Text passage:
[Begin]

^

Headlines

Khalifa’s death a big blow to weakened Abus

- Roel Pareño -
ZAMBOANGA CITY — The death of Osama bin Laden’s brother-in-law Jamal Khalifa is a big blow to the al-Qaeda-linked Abu Sayyaf group’s finance operations in the Philippines, a senior police intelligence official said yesterday.

Khalifa, tagged by military and police authorities as a financier of southern secessionist groups — including the Abu Sayyaf — using various firms as fronts, was killed Wednesday while on a business trip in Madagascar.

"His death will definitely cut the financial channel to the Abu Sayyaf group," said the official, who asked not to be named.

Khalifa, who was married to a Filipina from Zamboanga, operated several foundations and maintained offices both in Central Mindanao and in Zamboanga in the 1970s and 1980s.

The intelligence officer, who holds a position in the joint RP-US counterterrorism operation, said Khalifa set up the International Islamic Relief Organization (IIRO) to extend relief to depressed Muslim areas by building a madrasa and mosques in Basilan, a former bastion of the Abu Sayyaf.

He was reportedly monitored to have tapped an Abu Sayyaf intelligence leader as his provincial director.

The source said the US government learned, through its anti-money laundering group, that the IIRO was allegedly used to launder money and channel funds to militant groups operating in the Philippines.

"It was really seen in public working on relief operations. However, the clandestine operation was unearthed when a former Abu Sayyaf member, with knowledge of the ins and outs of the IIRO’s Philippine-based operation, yielded (information that said) otherwise," the intelligence officer said.

The intelligence officer said documents show that the IIRO was a legitimate non-government organization that fell into the wrong hands, serving as the Abu Sayyaf’s link with other Islamic extremists during the early 1990s.

Khalifa established the IIRO in late 1980. He then established branches in Basilan, Sulu and Tawi-Tawi, and in the cities of Cotabato and Zamboanga. The IIRO had its main office in Makati City.

[End]

To be done:
a) In the article about Jamal Khalifa's death, where was the IIRO's main office?
b) Continue the news article about Khalifa's death, starting after its final sentence.

Supplied material:
[Begin]

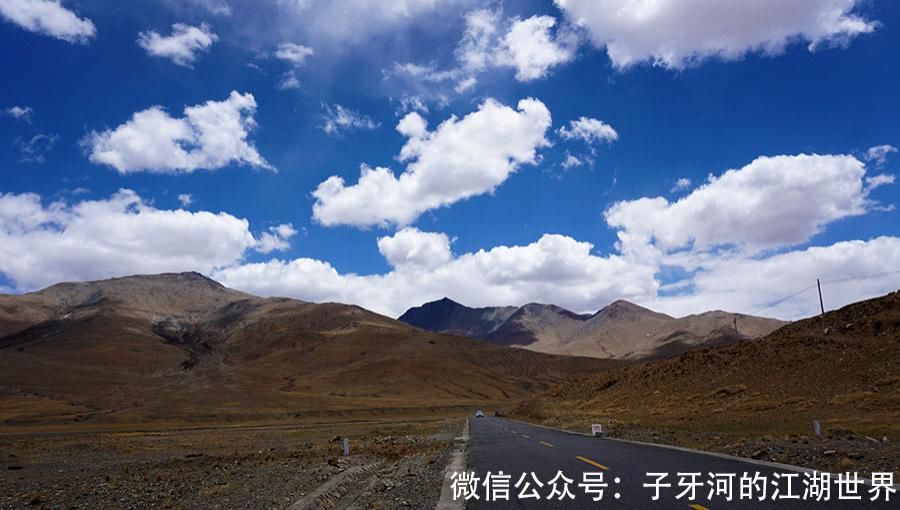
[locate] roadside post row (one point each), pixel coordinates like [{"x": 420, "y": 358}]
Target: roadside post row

[End]

Per-task answers:
a) Makati City

b)
At the same time that Khalifa established the IIRO, the late Ustadz Abdujarak Abubakar Janjalani founded the Al-Harakatul Al-Islamiya, better known as the Abu Sayyaf in Basilan, according to the source.

The intelligence officer said the bulk of the funding from the IIRO went to Abu Sayyaf operations, while the scant remainder went to legitimate projects.

He said it was during this time that the Abu Sayyaf, then led by Janjalani, concentrated mostly on attacks and bombings.

The source noted that the bandit group shifted to kidnapping for ransom in the mid-1990s, after Khalifa fled the country in 1994 as American and Philippine authorities uncovered plots by the al-Qaeda to stage deadly attacks.

The IIRO was closed down and banned from operating in the Philippines after US and Philippine authorities found that this organization laundered money to fund terrorist operations, the official said.

He was arrested that same year in the US on a visa violation in San Francisco after he was named as an "unindicted co-conspirator" in the 1993 World Trade Center bombing in New York. But he was deported to Jordan without standing trial.

In Jordan, Khalifa was tried on terrorism charges but was subsequently acquitted.

Khalifa, who had wanted to come back to the Philippines, denied all the allegations in various media interviews.

Armed Forces of the Philippines (AFP) public information office chief Lt. Col. Bartolome Bacarro said Khalifa’s death meant the loss of logistic support for the Abu Sayyaf, whose remnants are being pursued by government troops in the Sulu archipelago.

Abu Sayyaf chieftain Khadaffy Janjalani, who succeeded his older brother Abdujarak, had allegedly disclosed that Khalifa’s IIRO and the Benevolence International Corp., which the latter also set up, gave financial support to the Abu Sayyaf. The younger Janjalani was killed in an encounter with government troops last September.

Janjalani had denied links with the al-Qaeda but admitted that his group received P6 million from Khalifa and Ramzi Yousuf in exchange for sending volunteers to Afghanistan. Khalifa denied Janjalani’s claim.

The AFP is also looking into other organizations that could be providing financial and logistic support to the Abu Sayyaf, Bacarro said, but refused to divulge the identities of those running these organizations and if they are being operated in the Philippines or abroad.

"We believe that for an organization like the Abu Sayyaf to carry out its activities, they need a lifeline and that is financial support, and we have been informed that some organizations are doing that," he said.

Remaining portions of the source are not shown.